Consigne:
Les trois affirmations suivantes concordent-elles avec l’extrait ci-dessous sur l’expression des élèves ? Répondez à chacune par oui ou par non, puis citez mot pour mot le passage qui tranche.
1. Seuls les professeurs d’arabe et de français doivent se considérer comme des professeurs de lettres.
2. En mathématiques, il est conseillé de remplacer une phrase complexe par plusieurs phrases courtes.
3. Lorsque plusieurs synonymes se présentent, il faut retenir le plus précis.

Article:
________________

Tout ceci, on le voit, est affaire d’entrainement, d’habitude. Mais l’action des seuls maîtres d’arabe et de français serait impuissante à donner de bonnes habitudes aux élèves, s’ils restent libres, dès qu’ils échappent à leur contrôle, d’oublier ce qui leur a été appris.
Puisque mal parler c’est mal penser, il n’est pas de professeur, quelque soit sa discipline propre, qui ne doivent se considérer comme un professeur de lettres, d’arabe ou de français. Plus encore, par l’usage de méthodes qui associent largement les élèves à la classe, il doit faire en sorte que chaque phrase de celle-ci, chaque exercice qu’il propose, soient l’occasion de les entrainer, les habituer, à s’exprimer bien et de toutes les manières.
Au total, l’action de chaque professeur guidant celle de chaque élève doit être dominée par cette pensée majeure que «  l’esprit a besoin de langage pour demeurer le maître d’un savoir chaque jour plus démesuré et plus inhumain », que, «  c’est aussi en apprenant à s’exprimer avec justesse qu’on forme le mieux son esprit ».
Alors, sera assurée, sur un point essentiel, cette convergence des efforts qu’impose à l’ensemble de la pédagogie l’unité de la culture.
Les indications qui suivent sont destinées à permettre particulièrement aux professeurs de mathématiques, de sciences physiques, de sciences naturelles, d’histoire et de géographie, de s’insérer de la meilleure façon dans ce cadre de pensée et d’action. Les professeurs des autres disciplines pourront aussi s’en inspirer largement dans la conduite de leur classe.
1)   MATHEMATIQUES :
…Il (l’élève) pense pouvoir se contenter de termes imprécis et de phrases tronquées ; la figure ou la formule dont il parle suffisent, selon lui, à élucider l’obscurité de son langage.
Le professeur réagira efficacement contre cette tendance, s’il conçoit son cours comme la recherche active, par les élèves, non seulement des propriétés du phénomène mathématique étudié, mais encore de leur expression la plus adéquate. Que devant une phrase ambigüe, il fasse réaliser, non par les intentions précises de son auteur, mais toute autre interprétation qu’elle autorise, et celui-ci comprendre aisément sa faute.
Pour que la classe, ainsi conçue, ne soit pas trop ralentie par la construction progressive du langage que l’on utilise, il faut que celui-ci soit aussi simple que possible. Que l’on remplace, par exemple, la phrase complexe qui vient naturellement à l’esprit, par plusieurs courtes phrases, de structure grammaticale élémentaire, donnant au total la même information. Dans le cas ou s’offrent plusieurs synonymes, on choisira le plus fréquent.
…, le mathématicien ne peut renoncer sans sacrifier cette parfaite adéquation de l’expression à la pensée, qui est le propre de sa discipline, et le but de tout langage bien fait. Monter que ce but peut être atteint, dans l’étroit secteur de la langue usuelle qu’il emploie, c’est bien le meilleur service qu’il rendra à ses collègues qui ont pour tâche d’enseigner précisément cette langue usuelle…
2)   SCIENCES PHYSIQUES :

.... La description, la conduite et l’interprétation de ces expériences doivent se faire au cours de discussions engagées entre le professeur et les élèves, organisées de manière à aboutir à l’élaboration en commun d’un texte résumant et fixant le savoir que l’on vient d’acquérir.

________________

Entrées listées:

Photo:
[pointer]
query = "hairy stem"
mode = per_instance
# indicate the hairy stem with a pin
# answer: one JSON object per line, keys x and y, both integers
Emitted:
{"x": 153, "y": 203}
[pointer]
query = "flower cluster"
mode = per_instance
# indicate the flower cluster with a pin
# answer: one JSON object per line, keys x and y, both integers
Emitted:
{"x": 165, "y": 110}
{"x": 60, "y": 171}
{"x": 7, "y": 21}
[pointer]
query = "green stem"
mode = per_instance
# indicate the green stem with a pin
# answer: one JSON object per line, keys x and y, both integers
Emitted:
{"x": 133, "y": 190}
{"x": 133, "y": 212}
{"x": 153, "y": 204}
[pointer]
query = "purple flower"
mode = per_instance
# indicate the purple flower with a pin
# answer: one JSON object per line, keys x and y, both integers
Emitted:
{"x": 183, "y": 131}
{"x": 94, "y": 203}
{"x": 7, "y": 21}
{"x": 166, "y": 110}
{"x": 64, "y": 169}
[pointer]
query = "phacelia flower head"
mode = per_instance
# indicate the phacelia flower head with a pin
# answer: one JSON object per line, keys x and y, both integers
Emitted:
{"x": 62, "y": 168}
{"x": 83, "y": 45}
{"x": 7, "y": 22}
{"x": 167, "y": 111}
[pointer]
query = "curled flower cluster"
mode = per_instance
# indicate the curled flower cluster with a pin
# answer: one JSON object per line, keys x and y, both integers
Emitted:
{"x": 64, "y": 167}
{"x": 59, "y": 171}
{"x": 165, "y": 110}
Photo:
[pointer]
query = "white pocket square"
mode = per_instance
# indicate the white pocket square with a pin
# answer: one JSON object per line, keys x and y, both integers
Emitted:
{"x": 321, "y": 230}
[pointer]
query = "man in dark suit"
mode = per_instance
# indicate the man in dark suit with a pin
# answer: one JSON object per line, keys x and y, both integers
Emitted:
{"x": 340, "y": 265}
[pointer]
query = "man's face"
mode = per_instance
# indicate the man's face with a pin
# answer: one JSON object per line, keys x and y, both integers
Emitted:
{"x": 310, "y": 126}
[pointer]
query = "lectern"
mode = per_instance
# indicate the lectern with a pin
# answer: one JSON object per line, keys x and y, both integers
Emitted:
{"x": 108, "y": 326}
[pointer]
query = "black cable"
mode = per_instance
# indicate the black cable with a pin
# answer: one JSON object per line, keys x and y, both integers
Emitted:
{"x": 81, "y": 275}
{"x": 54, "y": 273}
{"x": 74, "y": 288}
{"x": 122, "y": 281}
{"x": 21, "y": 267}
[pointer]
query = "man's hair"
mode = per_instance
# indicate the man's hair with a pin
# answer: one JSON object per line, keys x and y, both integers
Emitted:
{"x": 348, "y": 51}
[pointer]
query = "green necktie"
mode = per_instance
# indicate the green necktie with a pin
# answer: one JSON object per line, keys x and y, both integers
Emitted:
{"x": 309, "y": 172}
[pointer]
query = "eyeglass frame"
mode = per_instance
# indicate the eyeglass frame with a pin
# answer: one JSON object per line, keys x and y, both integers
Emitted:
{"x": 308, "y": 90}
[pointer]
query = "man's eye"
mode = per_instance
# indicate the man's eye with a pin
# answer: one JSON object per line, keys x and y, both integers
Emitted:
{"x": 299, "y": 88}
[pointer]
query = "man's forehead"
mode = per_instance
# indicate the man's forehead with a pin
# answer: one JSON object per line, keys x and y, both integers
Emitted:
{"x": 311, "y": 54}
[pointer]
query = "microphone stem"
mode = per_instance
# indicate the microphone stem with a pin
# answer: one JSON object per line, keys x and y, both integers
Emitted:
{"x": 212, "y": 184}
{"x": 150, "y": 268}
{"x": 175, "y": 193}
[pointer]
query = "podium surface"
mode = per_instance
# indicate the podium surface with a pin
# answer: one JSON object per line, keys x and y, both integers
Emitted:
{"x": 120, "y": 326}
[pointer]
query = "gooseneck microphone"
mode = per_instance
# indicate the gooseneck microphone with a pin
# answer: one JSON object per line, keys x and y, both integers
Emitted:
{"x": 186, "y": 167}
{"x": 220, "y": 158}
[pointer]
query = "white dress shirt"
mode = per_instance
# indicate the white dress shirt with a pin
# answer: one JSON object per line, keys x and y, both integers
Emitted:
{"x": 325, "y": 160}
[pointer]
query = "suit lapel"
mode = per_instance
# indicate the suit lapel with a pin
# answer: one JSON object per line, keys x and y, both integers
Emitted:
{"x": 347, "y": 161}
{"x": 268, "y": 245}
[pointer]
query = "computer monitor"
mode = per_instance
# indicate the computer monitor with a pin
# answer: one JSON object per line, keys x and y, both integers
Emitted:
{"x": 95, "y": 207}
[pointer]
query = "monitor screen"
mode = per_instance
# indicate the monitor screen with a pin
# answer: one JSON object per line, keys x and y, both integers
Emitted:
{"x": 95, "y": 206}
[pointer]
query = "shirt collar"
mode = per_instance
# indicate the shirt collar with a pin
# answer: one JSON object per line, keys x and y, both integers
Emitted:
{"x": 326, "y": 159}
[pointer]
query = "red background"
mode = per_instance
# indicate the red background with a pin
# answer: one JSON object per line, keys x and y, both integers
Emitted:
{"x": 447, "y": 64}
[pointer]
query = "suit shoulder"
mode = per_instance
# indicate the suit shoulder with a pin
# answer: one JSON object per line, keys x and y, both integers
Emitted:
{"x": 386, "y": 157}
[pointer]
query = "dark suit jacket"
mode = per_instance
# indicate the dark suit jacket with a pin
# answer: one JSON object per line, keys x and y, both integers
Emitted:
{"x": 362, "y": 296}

________________

Réponse:
1. Non : « il n’est pas de professeur, quelque soit sa discipline propre, qui ne doivent se considérer comme un professeur de lettres, d’arabe ou de français ».
2. Oui : « Que l’on remplace, par exemple, la phrase complexe qui vient naturellement à l’esprit, par plusieurs courtes phrases, de structure grammaticale élémentaire, donnant au total la même information. »
3. Non : « Dans le cas ou s’offrent plusieurs synonymes, on choisira le plus fréquent. »